TEXT TO READ =

-- Begin --

We motored overnight to Big Brother, sailing into waves big enough to repeatedly lift a 39m steel vessel out of the water. It was an uneasy night’s sleep, but I’ve been in similar seas in a wooden boat half the size, where abject fear kept the seasickness at bay. The next morning saw the northerly winds receding, and we were able to get onto the north point and find the picturesque wreck of the container ship, Numidia, which lies along the sloping reef, its structure still solid enough to explore inside, yet completely colonised by corals, sponges and anemones. It’s the most beautiful of wrecks, and even if someone managed to dislodge one of its famous rolling stock wheels recently, there are still two sets to admire in the shallow part of the dive.
The brief crossing to Little Brother was made that night, all the better for an early morning dive on the north point. Hammerhead, grey reef and thresher sharks were all seen off the deep sections, but they were deeper still, hanging a good 25–30m deeper and appearing only as flickering shadows on the limits of visibility. After lunch I was brooding over the Red Sea’s ‘shy shark syndrome’, when the cry went up ‘Oceanic under the boat!’ While the others watched from the sundeck, I slipped into my dive kit, grabbed my camera and yelled up at the dive guide, Ali Baba ‘Ali – permission to dive?’ Ali, himself something of a legend in the Red Sea, leaped down the steps and ushered me towards the dive platform, with these words: ‘It’s not an oceanic – it’s a whale shark!’
It was one of those perfect Brothers ‘happenings’, an ultra-friendly young male whale shark, perhaps only 4.5m long but seemingly unbothered by the mass of snorkellers who accompanied it. It was circling between the liveaboards, staying at the surface and moving slowly enough for everyone to keep up. Looking up from the serenity of 8m, it was a frenetic scene; with so many people determined to make the most of a ‘once-in-a-lifetime’ experience. Swimmers were bumping into each other as they jostled for position or surfaced violently after carrying out a hasty duck dive. Credit to most of them, they allowed the shark a bit of space and it continued to circle, despite a few excitable types who tried to ride it by grabbing the dorsal fin.

-- End --

DATA TO USE =
-- Begin --

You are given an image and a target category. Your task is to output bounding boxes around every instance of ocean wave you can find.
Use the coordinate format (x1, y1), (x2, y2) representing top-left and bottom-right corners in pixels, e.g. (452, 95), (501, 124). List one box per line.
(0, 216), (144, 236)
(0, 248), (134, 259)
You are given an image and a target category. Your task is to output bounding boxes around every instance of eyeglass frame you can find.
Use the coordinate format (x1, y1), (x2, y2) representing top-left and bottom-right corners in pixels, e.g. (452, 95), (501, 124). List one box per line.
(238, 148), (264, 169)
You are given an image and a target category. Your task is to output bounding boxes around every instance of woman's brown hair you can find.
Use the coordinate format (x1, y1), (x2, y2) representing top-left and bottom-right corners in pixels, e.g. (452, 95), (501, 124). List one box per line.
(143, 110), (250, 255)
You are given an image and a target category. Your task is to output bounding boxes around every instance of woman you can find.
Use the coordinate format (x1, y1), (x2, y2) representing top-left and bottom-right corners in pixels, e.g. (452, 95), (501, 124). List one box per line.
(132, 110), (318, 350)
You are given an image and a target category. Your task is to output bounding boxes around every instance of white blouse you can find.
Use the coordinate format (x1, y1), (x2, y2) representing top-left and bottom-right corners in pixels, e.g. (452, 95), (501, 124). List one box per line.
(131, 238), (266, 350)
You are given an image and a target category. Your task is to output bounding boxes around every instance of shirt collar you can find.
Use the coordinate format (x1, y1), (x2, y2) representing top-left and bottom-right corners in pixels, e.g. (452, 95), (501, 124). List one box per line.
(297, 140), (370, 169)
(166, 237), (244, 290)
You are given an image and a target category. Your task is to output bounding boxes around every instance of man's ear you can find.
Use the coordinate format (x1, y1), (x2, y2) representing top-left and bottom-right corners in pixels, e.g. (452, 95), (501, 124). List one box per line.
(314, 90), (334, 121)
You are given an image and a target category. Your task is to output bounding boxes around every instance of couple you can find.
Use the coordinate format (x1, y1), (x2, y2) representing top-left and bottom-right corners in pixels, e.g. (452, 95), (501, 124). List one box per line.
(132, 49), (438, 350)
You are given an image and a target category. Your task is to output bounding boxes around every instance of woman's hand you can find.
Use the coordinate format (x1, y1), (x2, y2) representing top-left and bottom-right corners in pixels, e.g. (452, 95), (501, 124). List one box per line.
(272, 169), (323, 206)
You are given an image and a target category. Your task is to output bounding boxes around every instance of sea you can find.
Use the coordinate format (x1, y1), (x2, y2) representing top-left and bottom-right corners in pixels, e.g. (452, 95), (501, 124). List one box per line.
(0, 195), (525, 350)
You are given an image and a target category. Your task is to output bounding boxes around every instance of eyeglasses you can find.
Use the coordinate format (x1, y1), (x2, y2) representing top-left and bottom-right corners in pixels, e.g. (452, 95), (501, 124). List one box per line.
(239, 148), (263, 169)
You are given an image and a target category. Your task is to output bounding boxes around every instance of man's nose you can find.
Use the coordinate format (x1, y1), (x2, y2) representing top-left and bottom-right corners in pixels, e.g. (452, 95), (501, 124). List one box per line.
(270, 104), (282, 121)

-- End --

GIVEN INSTRUCTION A =
Answer these questions about the dive account, one answer per line, marked the same way:
(i) What is the name of the container ship whose wreck lies on the north point of Big Brother?
(ii) Who was the dive guide?
(iii) How long might the whale shark have been?
GIVEN INSTRUCTION B = In the rows, turn the lines from the line with "woman you can find." to the line with "(132, 110), (318, 350)", both included, into a numbered list, leaving out any blank lines.

WRITTEN REPLY A =
(i) Numidia
(ii) Ali Baba
(iii) Perhaps only 4.5m

WRITTEN REPLY B =
1. You are given an image and a target category. Your task is to output bounding boxes around every instance of woman you can find.
2. Use the coordinate format (x1, y1), (x2, y2) representing top-left and bottom-right corners in pixels, e.g. (452, 95), (501, 124). List one box per line.
3. (132, 110), (318, 350)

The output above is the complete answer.